Trecho do artigo:
%%
Opinião | Economia de papel

Imagem: reprodução

Na cidade que cresci, Otacílio Costa, no Planalto Serrano catarinense, tudo que é vida ganha desenvolvimento no entorno de uma empresa de papel e celulose. Não existe outra opção: em lugar pequeno, de poucas oportunidades, ou você agarra o que surge, alinhando seus propósitos, construindo expectativas dentro do que existe, ou estará fora das páginas da comunidade. Até um ponto, a realidade se parece bastante com a maior parte dos cantos do Brasil.

Sai de lá bastante jovem, antes de completar 13 anos de idade, após meu pai ter seu planejamento de vida rasgado pelo empregador. Uma alteração trabalhista, proposta no governo Fernando Henrique Cardoso, permitiu que a nova controladora da papeleira demitisse quase a metade dos funcionários, muitos com mais de 20 anos de dedicação ao trabalho. Era o início da terceirização da mão de obra no país. Logo, todos entenderam que contavam com duas alternativas: buscar um outro caminho, ou aceitar salários e benefícios menores para executar as mesmas funções, na mesma empresa.

Não desejo generalizar, porém, no Brasil, boa parte dos grandes negócios possuem histórias obscuras em algum momento da existência. Esta nuvem cria certos mistérios e induzem o trabalhador no pensar sobre a geração de riqueza.

A mega indústria de papel de Otacílio Costa também possui suas lendas, especialmente uma controversa envolvendo a fundação da Companhia de Papel Itajaí, o primeiro nome.

Os registros não são precisos, porém, em algum momento, a empresa fundada por Gottlieb Reif e famílias conhecidas em Blumenau (Hering e Deeke), passou para o controle da União que, por decreto de Juscelino Kubitschek, concedeu o patrimônio para Olinkraft S.A., que por sua vez vendeu para Manville, que virou Igaras e hoje é Klabin.

Um roteiro antigo da velha, corrente e sempre influente política. Nosso país é assim, repetindo, misturando ocasiões, negócios e Estado. Em um momento é estratégico para o progresso da nação. Logo à frente, todo esforço do erário representa um investimento que será melhor gerido se doar, leiloar, entregar para estrangeiros ou amigos… O capital privado sobrepõe sempre o interesse coletivo.

Aquelas mudanças, lá no início dos anos 2000, trouxeram um novo capítulo para a minha família. Carrego, ainda vividas na memória, as lições de tudo que passamos em função daquilo. Aprendi, logo cedo, que o trabalhador é a ponta fraca da corda, que a tensa relação entre os lados poderia ser diferente e não imaginava que após 2014 as leis prejudicariam ainda mais o mercado de trabalho.
%%
Lista de entradas:
%%
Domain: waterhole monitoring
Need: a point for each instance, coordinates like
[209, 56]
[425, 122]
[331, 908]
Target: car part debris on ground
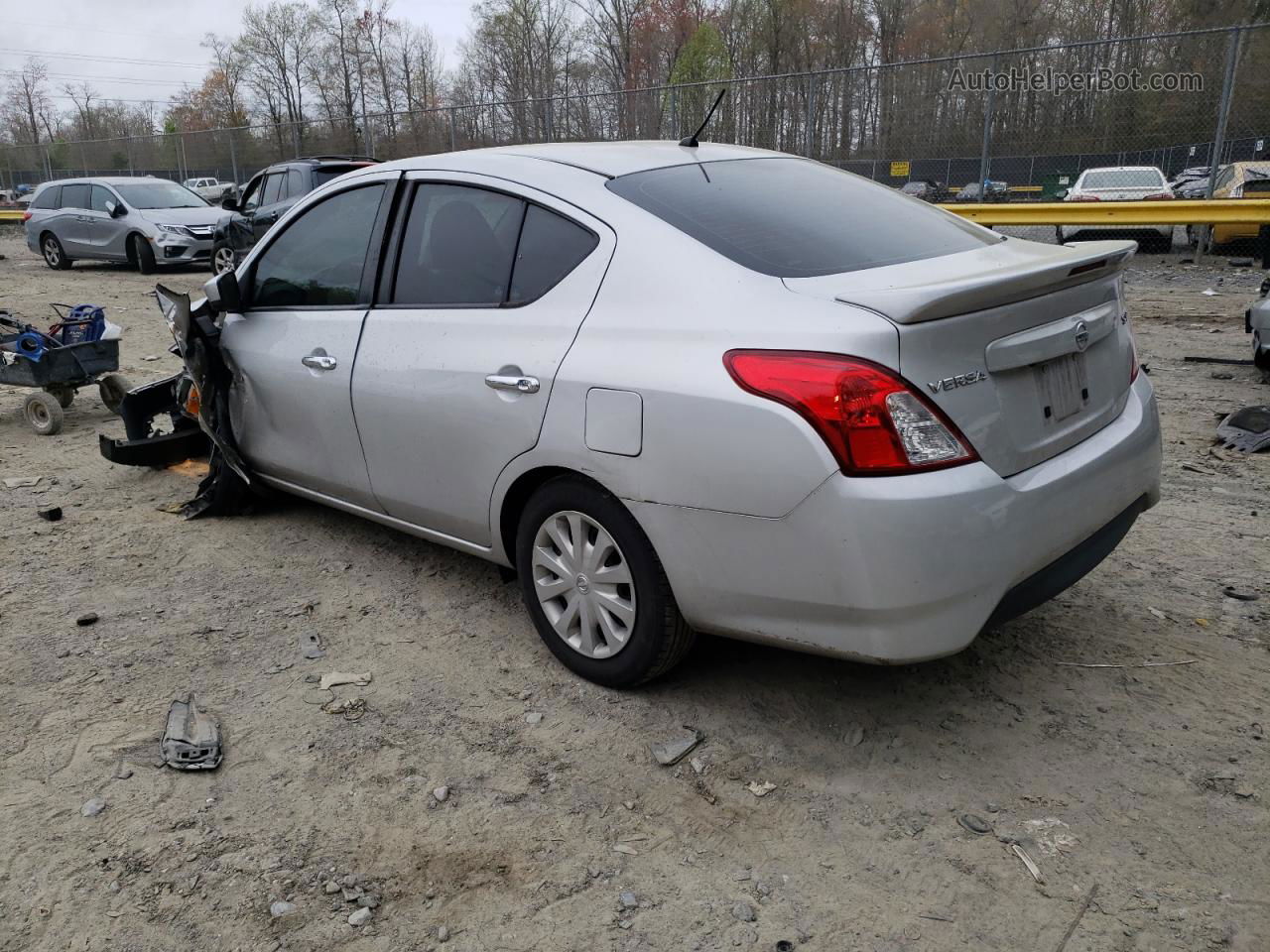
[1246, 429]
[671, 752]
[191, 740]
%%
Enunciado:
Transcreva do artigo tudo o que vai de "Os registros não" até "hoje é Klabin.". As entradas provêm de uma fonte distinta da do artigo.

Resolução:
Os registros não são precisos, porém, em algum momento, a empresa fundada por Gottlieb Reif e famílias conhecidas em Blumenau (Hering e Deeke), passou para o controle da União que, por decreto de Juscelino Kubitschek, concedeu o patrimônio para Olinkraft S.A., que por sua vez vendeu para Manville, que virou Igaras e hoje é Klabin.